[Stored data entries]
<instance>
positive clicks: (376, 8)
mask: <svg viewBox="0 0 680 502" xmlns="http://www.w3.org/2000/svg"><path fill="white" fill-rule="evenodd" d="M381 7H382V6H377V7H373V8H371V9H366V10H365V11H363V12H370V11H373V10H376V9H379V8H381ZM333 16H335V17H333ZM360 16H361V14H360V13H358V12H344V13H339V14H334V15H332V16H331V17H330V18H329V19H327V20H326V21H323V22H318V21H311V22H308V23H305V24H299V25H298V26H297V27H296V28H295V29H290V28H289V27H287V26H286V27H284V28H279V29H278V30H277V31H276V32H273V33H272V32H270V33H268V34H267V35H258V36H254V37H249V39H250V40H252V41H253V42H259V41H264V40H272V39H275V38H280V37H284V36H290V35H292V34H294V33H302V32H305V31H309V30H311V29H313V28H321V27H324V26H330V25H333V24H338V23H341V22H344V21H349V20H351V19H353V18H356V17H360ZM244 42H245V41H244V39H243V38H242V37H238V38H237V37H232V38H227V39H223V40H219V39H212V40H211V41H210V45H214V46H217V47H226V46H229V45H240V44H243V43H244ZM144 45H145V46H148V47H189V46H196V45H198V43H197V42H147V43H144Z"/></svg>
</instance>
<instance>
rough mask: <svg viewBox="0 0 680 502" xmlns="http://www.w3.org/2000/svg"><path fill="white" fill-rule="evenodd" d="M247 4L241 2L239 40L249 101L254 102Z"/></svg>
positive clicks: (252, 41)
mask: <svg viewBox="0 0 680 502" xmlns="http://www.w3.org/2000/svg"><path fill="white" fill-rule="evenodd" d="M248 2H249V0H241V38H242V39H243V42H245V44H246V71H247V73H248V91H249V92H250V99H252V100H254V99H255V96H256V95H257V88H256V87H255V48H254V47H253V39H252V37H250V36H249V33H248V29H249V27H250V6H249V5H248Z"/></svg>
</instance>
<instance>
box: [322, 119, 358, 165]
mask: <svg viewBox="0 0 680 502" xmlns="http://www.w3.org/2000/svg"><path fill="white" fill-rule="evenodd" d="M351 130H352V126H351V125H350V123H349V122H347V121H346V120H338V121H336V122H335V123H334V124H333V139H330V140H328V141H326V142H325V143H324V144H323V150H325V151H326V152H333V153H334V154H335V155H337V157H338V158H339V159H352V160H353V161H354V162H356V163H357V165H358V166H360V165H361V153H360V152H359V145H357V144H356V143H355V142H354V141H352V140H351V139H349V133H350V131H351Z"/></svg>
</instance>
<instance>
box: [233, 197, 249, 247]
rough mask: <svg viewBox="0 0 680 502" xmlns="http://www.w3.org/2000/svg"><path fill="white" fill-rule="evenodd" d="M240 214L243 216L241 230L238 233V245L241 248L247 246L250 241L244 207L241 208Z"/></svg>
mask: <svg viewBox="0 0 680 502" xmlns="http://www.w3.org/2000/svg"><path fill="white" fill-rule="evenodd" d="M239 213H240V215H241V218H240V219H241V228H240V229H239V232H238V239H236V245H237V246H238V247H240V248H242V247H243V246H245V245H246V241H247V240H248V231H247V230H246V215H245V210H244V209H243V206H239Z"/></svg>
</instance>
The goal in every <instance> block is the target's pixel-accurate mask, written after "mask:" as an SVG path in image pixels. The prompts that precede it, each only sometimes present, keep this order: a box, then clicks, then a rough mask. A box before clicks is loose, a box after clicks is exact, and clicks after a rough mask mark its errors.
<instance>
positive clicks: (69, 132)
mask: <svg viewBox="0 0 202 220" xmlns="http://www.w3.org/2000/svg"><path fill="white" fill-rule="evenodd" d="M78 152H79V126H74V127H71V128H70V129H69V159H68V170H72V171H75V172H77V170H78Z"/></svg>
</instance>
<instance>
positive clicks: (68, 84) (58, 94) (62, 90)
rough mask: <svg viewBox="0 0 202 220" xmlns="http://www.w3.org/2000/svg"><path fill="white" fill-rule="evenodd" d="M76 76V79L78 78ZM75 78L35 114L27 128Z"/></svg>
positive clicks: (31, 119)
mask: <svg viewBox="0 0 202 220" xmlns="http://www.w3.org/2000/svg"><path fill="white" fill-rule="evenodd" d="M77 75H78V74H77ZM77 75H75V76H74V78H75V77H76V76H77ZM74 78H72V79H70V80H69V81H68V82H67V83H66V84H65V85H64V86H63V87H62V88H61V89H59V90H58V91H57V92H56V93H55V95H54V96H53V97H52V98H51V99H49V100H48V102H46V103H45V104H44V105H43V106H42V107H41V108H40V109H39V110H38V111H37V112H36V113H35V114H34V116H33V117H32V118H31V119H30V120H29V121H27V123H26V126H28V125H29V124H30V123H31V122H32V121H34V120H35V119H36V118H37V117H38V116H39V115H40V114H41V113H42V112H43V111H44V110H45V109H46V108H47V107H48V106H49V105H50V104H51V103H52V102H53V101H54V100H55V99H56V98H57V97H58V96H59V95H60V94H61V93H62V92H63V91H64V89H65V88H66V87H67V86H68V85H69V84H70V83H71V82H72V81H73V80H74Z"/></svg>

[GOAL OF THE EXERCISE]
Retype exactly the lines of the data above that fall between the line with "box: [233, 197, 249, 247]" and the line with "76V79L78 78ZM75 78L35", inclusive, and add nothing.

[EXERCISE SOLUTION]
box: [233, 197, 249, 247]
rough mask: <svg viewBox="0 0 680 502" xmlns="http://www.w3.org/2000/svg"><path fill="white" fill-rule="evenodd" d="M240 214L243 216L241 230L238 233V245L241 248L247 246L250 241L244 207L241 208Z"/></svg>
mask: <svg viewBox="0 0 680 502" xmlns="http://www.w3.org/2000/svg"><path fill="white" fill-rule="evenodd" d="M239 213H240V215H241V218H240V219H241V228H240V229H239V232H238V239H236V245H237V246H238V247H240V248H242V247H243V246H245V245H246V241H247V240H248V231H247V230H246V215H245V210H244V209H243V206H239Z"/></svg>
</instance>
The goal in every <instance> block is the target's pixel-accurate mask, written after "mask:" as an SVG path in image pixels. The prompts that precede it, each only sometimes present, keep this order: a box, then clicks, then a rough mask. A box before clicks is loose, a box after clicks is exact, and clicks after a rough mask mark its errors.
<instance>
positive clicks: (69, 132)
mask: <svg viewBox="0 0 202 220" xmlns="http://www.w3.org/2000/svg"><path fill="white" fill-rule="evenodd" d="M78 152H79V126H74V127H71V128H70V129H69V159H68V170H72V171H75V172H77V170H78Z"/></svg>
</instance>
<instance>
positive clicks: (68, 84) (58, 94) (62, 90)
rough mask: <svg viewBox="0 0 202 220" xmlns="http://www.w3.org/2000/svg"><path fill="white" fill-rule="evenodd" d="M76 76V79L78 78ZM75 78L35 114L27 128Z"/></svg>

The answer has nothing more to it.